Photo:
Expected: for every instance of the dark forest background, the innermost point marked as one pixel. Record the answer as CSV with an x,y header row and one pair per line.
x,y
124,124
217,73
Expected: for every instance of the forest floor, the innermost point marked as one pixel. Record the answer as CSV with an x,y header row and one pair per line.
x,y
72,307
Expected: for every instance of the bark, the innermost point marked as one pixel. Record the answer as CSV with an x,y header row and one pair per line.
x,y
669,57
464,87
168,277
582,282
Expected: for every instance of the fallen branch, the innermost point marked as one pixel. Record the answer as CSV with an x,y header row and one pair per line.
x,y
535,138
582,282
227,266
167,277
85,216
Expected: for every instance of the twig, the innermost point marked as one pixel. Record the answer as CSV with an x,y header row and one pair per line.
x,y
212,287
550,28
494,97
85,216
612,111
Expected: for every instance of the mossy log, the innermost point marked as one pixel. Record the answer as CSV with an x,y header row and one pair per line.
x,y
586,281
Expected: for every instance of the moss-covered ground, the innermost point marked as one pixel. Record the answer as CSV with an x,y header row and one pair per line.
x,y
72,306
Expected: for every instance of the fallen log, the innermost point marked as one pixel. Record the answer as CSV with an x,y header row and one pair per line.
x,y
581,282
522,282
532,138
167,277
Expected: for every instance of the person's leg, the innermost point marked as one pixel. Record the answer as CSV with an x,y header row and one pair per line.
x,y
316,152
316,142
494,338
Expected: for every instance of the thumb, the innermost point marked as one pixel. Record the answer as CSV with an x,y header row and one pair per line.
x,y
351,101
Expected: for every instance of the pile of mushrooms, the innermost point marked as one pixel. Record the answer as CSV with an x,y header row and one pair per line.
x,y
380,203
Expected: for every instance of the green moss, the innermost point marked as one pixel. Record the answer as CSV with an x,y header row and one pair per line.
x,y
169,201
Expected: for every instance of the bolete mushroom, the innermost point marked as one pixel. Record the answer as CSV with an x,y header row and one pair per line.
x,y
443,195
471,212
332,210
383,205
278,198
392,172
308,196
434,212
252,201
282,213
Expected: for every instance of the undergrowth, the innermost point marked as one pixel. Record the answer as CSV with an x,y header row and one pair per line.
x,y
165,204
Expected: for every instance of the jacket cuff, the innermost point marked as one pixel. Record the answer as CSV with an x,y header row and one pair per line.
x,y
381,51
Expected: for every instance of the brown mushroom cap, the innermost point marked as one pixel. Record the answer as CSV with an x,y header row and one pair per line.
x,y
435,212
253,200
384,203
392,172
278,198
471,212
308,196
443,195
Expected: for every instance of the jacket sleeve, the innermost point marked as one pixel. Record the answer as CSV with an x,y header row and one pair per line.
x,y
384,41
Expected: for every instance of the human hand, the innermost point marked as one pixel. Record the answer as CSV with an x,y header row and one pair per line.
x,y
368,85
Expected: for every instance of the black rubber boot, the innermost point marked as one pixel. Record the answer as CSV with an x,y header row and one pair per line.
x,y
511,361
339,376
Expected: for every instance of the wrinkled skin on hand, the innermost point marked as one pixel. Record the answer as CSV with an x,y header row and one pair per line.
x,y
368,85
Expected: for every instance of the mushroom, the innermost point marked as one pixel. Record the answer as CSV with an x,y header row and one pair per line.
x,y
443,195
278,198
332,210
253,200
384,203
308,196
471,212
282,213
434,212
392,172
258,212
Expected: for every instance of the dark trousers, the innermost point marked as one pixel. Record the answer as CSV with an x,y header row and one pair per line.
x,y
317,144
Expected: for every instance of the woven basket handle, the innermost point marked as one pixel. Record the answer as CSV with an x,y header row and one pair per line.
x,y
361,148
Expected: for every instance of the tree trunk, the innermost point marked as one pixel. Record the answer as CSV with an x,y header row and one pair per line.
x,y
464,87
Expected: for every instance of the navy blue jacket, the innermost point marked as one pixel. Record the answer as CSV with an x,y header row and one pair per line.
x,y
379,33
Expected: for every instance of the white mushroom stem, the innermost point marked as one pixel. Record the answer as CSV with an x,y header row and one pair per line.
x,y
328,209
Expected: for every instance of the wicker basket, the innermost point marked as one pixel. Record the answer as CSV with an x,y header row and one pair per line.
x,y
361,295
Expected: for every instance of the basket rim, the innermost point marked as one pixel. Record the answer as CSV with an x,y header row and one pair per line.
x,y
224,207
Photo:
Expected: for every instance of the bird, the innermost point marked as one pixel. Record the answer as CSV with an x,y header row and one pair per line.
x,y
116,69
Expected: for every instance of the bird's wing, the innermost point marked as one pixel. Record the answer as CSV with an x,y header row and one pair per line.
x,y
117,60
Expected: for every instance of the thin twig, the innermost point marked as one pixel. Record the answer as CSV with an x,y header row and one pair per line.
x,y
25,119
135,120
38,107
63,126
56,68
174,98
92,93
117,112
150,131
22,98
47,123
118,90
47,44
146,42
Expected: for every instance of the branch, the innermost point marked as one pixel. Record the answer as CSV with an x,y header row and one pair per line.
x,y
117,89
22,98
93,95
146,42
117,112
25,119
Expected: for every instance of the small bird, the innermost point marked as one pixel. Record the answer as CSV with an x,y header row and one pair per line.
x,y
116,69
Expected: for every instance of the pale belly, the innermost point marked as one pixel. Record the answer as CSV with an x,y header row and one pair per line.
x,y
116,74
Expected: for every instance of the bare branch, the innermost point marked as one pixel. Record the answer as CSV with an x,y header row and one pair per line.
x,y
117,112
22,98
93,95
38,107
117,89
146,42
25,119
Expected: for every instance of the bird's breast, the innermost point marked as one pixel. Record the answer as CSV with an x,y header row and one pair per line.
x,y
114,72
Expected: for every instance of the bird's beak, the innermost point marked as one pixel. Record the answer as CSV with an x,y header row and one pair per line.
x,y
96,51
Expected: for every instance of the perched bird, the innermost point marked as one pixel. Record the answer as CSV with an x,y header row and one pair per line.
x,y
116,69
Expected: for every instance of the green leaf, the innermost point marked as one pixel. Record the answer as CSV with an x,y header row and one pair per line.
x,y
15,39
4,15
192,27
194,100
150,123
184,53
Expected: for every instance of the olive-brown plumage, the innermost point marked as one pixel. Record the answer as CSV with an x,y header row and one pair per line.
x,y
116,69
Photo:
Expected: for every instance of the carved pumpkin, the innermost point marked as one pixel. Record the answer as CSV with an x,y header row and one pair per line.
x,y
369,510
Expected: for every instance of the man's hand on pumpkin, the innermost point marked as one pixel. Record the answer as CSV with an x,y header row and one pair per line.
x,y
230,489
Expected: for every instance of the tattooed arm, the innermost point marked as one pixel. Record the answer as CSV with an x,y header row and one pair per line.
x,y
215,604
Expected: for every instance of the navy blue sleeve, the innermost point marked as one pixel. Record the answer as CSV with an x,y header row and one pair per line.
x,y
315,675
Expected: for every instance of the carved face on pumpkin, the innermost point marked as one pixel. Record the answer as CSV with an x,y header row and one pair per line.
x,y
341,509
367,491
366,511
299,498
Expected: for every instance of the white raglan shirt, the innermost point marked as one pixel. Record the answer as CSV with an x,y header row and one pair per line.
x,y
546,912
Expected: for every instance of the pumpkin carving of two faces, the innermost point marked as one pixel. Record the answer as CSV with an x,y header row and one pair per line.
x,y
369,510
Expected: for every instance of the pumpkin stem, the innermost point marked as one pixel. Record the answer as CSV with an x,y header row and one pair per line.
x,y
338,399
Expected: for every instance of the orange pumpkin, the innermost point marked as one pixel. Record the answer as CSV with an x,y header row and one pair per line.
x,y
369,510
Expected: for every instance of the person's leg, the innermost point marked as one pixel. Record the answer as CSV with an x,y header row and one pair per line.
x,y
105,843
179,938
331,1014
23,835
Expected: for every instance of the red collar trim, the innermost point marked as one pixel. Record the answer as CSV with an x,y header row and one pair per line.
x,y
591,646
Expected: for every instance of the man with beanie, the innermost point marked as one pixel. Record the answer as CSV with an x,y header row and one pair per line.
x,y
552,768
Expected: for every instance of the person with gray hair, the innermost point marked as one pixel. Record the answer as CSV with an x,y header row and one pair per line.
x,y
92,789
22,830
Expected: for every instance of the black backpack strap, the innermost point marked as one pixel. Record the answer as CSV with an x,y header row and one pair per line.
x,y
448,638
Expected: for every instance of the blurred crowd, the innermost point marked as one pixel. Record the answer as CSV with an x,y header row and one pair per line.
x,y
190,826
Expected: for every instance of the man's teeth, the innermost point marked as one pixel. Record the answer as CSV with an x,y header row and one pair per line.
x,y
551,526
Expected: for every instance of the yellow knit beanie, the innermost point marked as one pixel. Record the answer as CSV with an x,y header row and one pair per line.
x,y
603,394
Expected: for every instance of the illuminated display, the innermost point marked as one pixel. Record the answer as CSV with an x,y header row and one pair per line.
■ ■ ■
Copy each line exactly, from the line containing "Expected: for every instance of the red" down to the last line of the material, and no other lines.

__Reply__
Expected: for every instance of the red collar trim, the innermost point marked as one pixel. Record the answer as CSV with an x,y header row and one pair per line.
x,y
591,646
Expected: for every instance of the man with beanie, the innermost point marked as one pixel. Record the answer as CSV with an x,y header row and one pair per line.
x,y
552,768
Expected: for every instance of the person with gray hair, the innermost point marked as one pixel. Record the answer as CSV with an x,y header row and one pair per line.
x,y
92,789
22,830
Expected: for every instance of the black backpack strap, the innermost point marked as one pixel. Record the answer as CSV with an x,y header row and one pair per line.
x,y
448,638
Expected: for every instance of the blurred crowd, the innermost point marked as one pixel. Record the answer as CSV with an x,y header row and one pair per line.
x,y
190,826
Expected: for every instance of the man's teeth, the innermost point marked as one pixel. Record the answer as CSV with an x,y header row and one pair per line.
x,y
551,526
Expected: for every instance of the yellow knit beanie, the innermost point marked as one pixel. Record the answer as CSV with an x,y header row and one pair per line.
x,y
603,394
Expected: for every instance of the illuminated display, the innermost point marked as one pixel. Record the answer as CSV with an x,y header row and one pair per line.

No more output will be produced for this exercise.